BEGIN Text passage
If a hotspare is available in step 156, then the process continues to step 162, in which a check is made as to whether the failed drive is in an SAS disk array. If so, the process continues to step 164, in which the process checks whether there is a SAS hotspare available. In general, a dedicated SAS hotspare, if available, should be assigned to an array with a failed drive before an emergency SAS hotspare is assigned, since hotspares of the same drive type as the failed drive are more efficiently allocated in that way. If a SAS hotspare is available, then in step 166 the SAS hotspare is assigned for the SAS array to take over the operation of the failed drive, which is a standard hotspare condition. In addition, if the assigned SAS hotspare is an emergency SAS hotspare, its “emergency” designation is removed from the device configuration table. In step 168, standard management routines, including standard replace routines, are performed to rebuild the failed drive's data on the hotspare and set up the hotspare to operate as (in place of) the failed drive. This configuration is stable over a long operating period, and so no extra warnings to the user are required. The process is thus complete at 170.

If a SAS hotspare is not available in step 164, then there is a SATA hotspare available, and the process checks in step 171 whether all available SATA hotspares are dedicated, i.e., only usable for SATA arrays, which cannot be used in the present situation. If so, then no emergency SATA hotspares are available for the present situation, and the process continues to step 158 to a degraded mode and to provide warnings to the user, as described above. If, however, an available SATA drive is not dedicated, then the process continues to step 172, in which an emergency SATA hotspare is assigned for the SAS array with the failed drive. In next step 174, the process performs emergency hotspare management routines, which are detailed with respect to FIG. 6. The current process is thus complete at 170.
END Text passage
# [Tasks to complete]
1. In the hotspare passage, which step assigns an emergency SATA hotspare to the SAS array with the failed drive?
2. Format the records as a JSON list of strings, one per line with blank lines left out, starting at the first line of the records and ending at the line that contains "positive clicks: (180, 112)".
BEGIN Material to process
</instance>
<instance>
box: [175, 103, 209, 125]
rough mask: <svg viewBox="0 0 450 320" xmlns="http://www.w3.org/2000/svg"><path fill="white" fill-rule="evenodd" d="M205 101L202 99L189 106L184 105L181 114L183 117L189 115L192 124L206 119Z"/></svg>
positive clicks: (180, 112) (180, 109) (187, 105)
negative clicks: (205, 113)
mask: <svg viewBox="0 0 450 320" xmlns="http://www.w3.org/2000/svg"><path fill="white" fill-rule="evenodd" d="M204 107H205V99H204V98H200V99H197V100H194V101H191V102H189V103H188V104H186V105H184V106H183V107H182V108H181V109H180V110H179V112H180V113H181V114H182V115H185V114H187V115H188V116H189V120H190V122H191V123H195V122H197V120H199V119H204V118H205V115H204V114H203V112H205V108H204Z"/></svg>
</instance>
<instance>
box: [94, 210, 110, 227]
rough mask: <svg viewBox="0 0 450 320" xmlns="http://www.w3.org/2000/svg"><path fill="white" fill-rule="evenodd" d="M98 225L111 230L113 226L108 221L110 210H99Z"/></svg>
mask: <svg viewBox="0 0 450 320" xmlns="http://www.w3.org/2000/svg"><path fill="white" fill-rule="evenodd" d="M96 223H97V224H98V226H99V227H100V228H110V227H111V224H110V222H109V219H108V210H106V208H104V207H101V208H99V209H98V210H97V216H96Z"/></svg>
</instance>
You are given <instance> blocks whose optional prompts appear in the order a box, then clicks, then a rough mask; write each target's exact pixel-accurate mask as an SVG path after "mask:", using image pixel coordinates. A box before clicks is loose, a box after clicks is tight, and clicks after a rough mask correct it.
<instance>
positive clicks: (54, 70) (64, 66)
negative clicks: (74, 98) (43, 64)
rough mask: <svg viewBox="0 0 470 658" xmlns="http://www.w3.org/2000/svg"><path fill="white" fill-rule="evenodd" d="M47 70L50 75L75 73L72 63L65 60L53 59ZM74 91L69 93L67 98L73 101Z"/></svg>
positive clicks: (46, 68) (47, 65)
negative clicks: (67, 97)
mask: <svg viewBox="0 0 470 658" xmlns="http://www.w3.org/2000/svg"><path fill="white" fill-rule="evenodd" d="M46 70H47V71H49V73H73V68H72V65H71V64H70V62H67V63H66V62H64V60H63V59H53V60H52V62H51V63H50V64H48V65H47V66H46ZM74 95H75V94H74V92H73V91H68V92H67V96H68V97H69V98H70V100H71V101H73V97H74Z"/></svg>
END Material to process
# [Task responses]
1. Step 172

2.
[
  "</instance>",
  "<instance>",
  "box: [175, 103, 209, 125]",
  "rough mask: <svg viewBox=\"0 0 450 320\" xmlns=\"http://www.w3.org/2000/svg\"><path fill=\"white\" fill-rule=\"evenodd\" d=\"M205 101L202 99L189 106L184 105L181 114L183 117L189 115L192 124L206 119Z\"/></svg>",
  "positive clicks: (180, 112) (180, 109) (187, 105)"
]